### Set problem:
Could you write out the data below word for word, starting at the line that contains "Spot every instance of the ornate" and stopping after the line that contains "x=305 y=171"?

### Records supplied:
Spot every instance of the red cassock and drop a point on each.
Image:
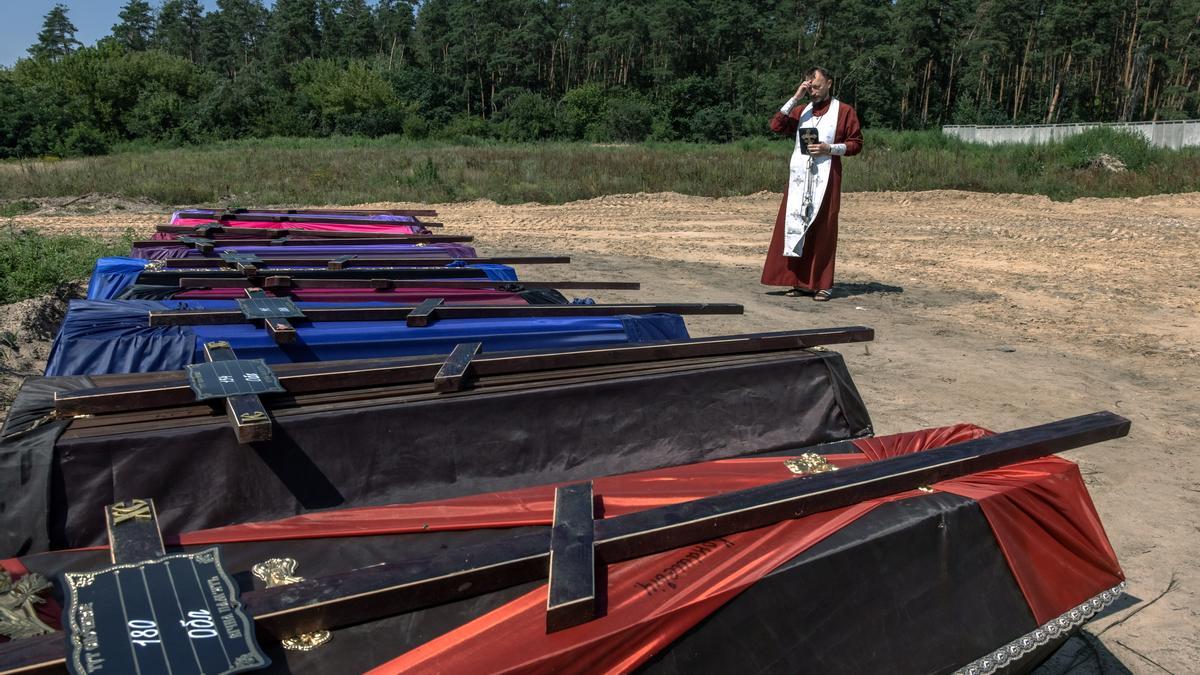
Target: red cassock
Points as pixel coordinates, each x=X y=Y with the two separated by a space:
x=814 y=268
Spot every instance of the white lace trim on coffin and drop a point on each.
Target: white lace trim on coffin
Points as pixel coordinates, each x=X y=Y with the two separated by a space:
x=1018 y=649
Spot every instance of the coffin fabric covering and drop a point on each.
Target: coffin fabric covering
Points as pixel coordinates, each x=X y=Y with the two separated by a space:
x=378 y=220
x=449 y=249
x=907 y=584
x=391 y=452
x=113 y=276
x=381 y=228
x=27 y=464
x=113 y=336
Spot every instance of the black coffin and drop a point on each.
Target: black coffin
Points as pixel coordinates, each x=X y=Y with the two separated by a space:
x=57 y=477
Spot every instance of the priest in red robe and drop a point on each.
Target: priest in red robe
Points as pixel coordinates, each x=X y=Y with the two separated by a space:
x=804 y=243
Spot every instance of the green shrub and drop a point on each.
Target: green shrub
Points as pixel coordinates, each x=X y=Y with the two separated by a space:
x=1132 y=148
x=527 y=117
x=33 y=263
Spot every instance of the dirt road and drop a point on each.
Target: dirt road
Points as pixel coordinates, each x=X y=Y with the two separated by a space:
x=996 y=309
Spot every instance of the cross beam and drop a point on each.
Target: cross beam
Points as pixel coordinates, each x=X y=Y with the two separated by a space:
x=396 y=587
x=286 y=281
x=370 y=239
x=366 y=261
x=298 y=378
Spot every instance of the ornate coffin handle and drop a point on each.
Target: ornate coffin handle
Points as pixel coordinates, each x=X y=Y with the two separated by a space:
x=281 y=572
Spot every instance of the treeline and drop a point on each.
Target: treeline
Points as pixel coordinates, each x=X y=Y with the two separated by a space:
x=594 y=70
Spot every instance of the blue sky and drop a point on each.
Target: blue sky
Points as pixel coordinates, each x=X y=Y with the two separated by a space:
x=22 y=19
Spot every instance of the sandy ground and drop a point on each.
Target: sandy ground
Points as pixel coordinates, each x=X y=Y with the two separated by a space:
x=1001 y=310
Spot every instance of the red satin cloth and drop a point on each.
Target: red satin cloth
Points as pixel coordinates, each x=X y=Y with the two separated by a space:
x=1039 y=511
x=383 y=230
x=399 y=296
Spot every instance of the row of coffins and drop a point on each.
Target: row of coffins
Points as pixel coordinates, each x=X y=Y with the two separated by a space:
x=665 y=506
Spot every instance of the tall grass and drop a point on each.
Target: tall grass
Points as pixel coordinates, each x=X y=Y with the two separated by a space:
x=33 y=263
x=305 y=171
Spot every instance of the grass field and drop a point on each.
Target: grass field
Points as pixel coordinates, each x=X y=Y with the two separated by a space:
x=303 y=171
x=33 y=263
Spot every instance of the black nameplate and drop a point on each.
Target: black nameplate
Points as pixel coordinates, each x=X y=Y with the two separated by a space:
x=226 y=378
x=571 y=598
x=174 y=614
x=455 y=371
x=808 y=135
x=340 y=262
x=207 y=230
x=243 y=258
x=265 y=306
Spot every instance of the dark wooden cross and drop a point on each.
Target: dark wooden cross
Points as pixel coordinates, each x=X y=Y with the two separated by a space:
x=580 y=542
x=154 y=390
x=357 y=261
x=288 y=281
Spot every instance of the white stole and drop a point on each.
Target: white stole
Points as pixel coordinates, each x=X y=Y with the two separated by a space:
x=809 y=177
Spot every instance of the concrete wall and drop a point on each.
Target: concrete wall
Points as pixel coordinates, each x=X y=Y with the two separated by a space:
x=1163 y=133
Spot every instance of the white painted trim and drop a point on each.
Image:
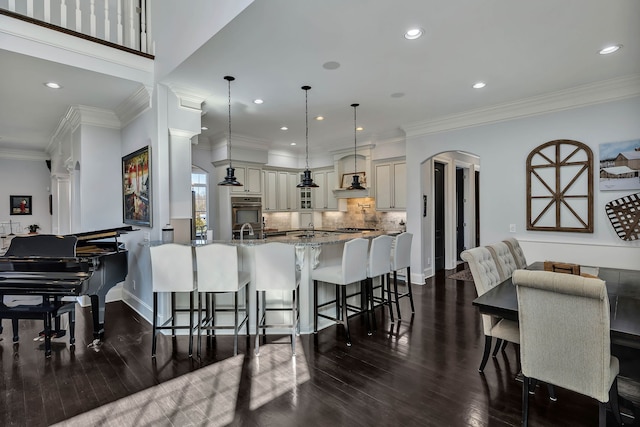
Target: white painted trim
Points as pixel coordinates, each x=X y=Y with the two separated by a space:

### Output of the exercise:
Spot every instance of the ornate coffin handle and drop a point on each.
Target: ornate coffin handle
Points as pixel coordinates, each x=X y=Y with the two separated by a space:
x=281 y=572
Spot every instance of the treeline and drop a point on each.
Target: treeline
Points as pixel coordinates, each x=X y=Y with the two separated by a space:
x=594 y=70
Spot every instance of the blue sky and drop a point on each.
Target: blue sky
Points as pixel coordinates, each x=X y=Y with the two separated by a space:
x=22 y=19
Spot every instance of the sandy ground and drop a point on each.
Target: sandy ground
Points as pixel coordinates, each x=X y=Y with the two separated by a space:
x=1001 y=310
Spot every instance of the red satin cloth and drop a point on each.
Target: red satin cloth
Points as pixel coordinates, each x=X y=Y with the two separated by a space:
x=1039 y=511
x=383 y=230
x=399 y=296
Spot every instance of the row of coffins and drop a point on each.
Target: row of coffins
Points as pixel coordinates, each x=X y=Y with the two separated by a space:
x=665 y=506
Spot every instance of the tall grass and drop a point on each.
Target: tall grass
Points as pixel coordinates, each x=X y=Y with the two separated by a space:
x=33 y=263
x=305 y=171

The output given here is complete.